DOCUMENT TEXT ::
......

The teenage years are upon us. It seems as if in the last 12 months, at least three of our children became teenagers. What wonderful material for parent support groups sessions and for family newsletters! Does every parent ask him or herself “Was I like that when I was 15”? There are those who would say that for the last 20 years I have been swallowing a daily dose of denial and slurping a suppression suspension, because, as far as I remember, my passage from 12 to 22 was smooth; the greatest aggravation I caused my parents was a refusal to practice my guitar with sufficient frequency. Neither of my parents are in a position any more to set the record straight on that, but no doubt some readers remember my rebellious years differently.
Many children are blessed with stoic, forgetful and forgiving parents who navigate these troubled years with patience, restraint and silence. My poor kids got dumped with a father who gets a kick out of documenting his children’s antics and publishing them across the Net. Poor suckers. The following is some of what’s been happening over the summer holidays.

......

[Coordinate annotation records]

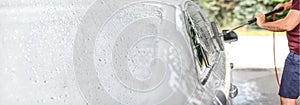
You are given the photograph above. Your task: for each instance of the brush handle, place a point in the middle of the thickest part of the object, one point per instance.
(267, 14)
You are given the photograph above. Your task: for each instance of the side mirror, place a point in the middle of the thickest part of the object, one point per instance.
(229, 37)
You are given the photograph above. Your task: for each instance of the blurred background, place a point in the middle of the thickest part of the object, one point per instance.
(34, 32)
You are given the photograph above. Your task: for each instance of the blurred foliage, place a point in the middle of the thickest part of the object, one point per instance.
(228, 13)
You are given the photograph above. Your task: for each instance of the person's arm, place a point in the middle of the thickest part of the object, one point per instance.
(286, 5)
(286, 24)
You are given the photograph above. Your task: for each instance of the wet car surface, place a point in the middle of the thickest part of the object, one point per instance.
(111, 52)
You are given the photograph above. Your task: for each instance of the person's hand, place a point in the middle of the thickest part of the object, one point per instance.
(281, 5)
(261, 18)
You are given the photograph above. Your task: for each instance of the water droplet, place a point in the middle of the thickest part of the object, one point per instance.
(36, 81)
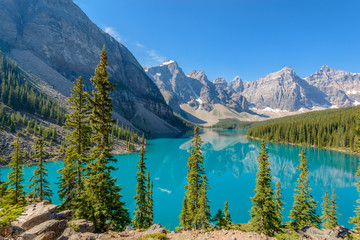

......

From the text about the teenage years, write out the passage from "Many children are" up to and including "the summer holidays.". None of the material is needed here.

ANSWER FOR THIS EXERCISE ::
Many children are blessed with stoic, forgetful and forgiving parents who navigate these troubled years with patience, restraint and silence. My poor kids got dumped with a father who gets a kick out of documenting his children’s antics and publishing them across the Net. Poor suckers. The following is some of what’s been happening over the summer holidays.